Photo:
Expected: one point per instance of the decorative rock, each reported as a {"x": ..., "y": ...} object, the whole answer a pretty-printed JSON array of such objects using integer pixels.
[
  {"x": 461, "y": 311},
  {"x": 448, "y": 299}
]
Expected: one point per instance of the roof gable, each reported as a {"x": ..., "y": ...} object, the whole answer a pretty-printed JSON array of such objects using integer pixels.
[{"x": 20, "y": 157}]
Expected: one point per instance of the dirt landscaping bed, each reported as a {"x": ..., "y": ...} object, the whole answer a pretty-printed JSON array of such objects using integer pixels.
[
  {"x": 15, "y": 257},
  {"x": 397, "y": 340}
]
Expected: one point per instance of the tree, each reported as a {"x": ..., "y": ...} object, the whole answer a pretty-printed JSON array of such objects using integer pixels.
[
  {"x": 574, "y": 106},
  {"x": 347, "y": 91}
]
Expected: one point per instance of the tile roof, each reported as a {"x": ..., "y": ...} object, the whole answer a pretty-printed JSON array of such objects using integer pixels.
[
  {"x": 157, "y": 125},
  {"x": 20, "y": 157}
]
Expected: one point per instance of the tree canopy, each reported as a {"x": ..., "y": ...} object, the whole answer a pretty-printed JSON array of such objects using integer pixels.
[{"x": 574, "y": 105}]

=====

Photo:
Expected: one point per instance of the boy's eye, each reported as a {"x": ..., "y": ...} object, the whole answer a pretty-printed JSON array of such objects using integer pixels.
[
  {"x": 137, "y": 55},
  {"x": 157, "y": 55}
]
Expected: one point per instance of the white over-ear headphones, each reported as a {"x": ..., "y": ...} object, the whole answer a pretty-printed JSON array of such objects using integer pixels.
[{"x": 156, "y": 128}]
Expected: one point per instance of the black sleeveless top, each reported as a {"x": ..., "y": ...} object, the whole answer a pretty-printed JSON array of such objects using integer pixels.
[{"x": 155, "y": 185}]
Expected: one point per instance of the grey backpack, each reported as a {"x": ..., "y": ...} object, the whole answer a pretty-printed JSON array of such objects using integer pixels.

=====

## ABOUT THIS TASK
From the data above, output only the lines between the line containing "Expected: one point per instance of the boy's" and the line containing "Expected: one point per instance of the grey", inclusive, exactly as written.

## EXERCISE ANSWER
Expected: one point per instance of the boy's eye, each reported as a {"x": ..., "y": ...} object, the whole answer a pretty-printed JSON array of such objects using integer pixels.
[
  {"x": 137, "y": 55},
  {"x": 157, "y": 55}
]
Expected: one point per instance of the white over-ear headphones, each reported as a {"x": ..., "y": ...} object, the whole answer a pretty-printed JSON array of such objects using integer pixels.
[{"x": 156, "y": 128}]
Expected: one point per instance of the black sleeveless top, each reported as a {"x": ..., "y": ...} object, the whole answer a pretty-printed JSON array of such objects using integer pixels.
[{"x": 155, "y": 185}]
Expected: one point per instance of the grey backpack, each reported as a {"x": ..., "y": ...} object, the whole answer a pretty-printed JSON array of such objects using integer pixels.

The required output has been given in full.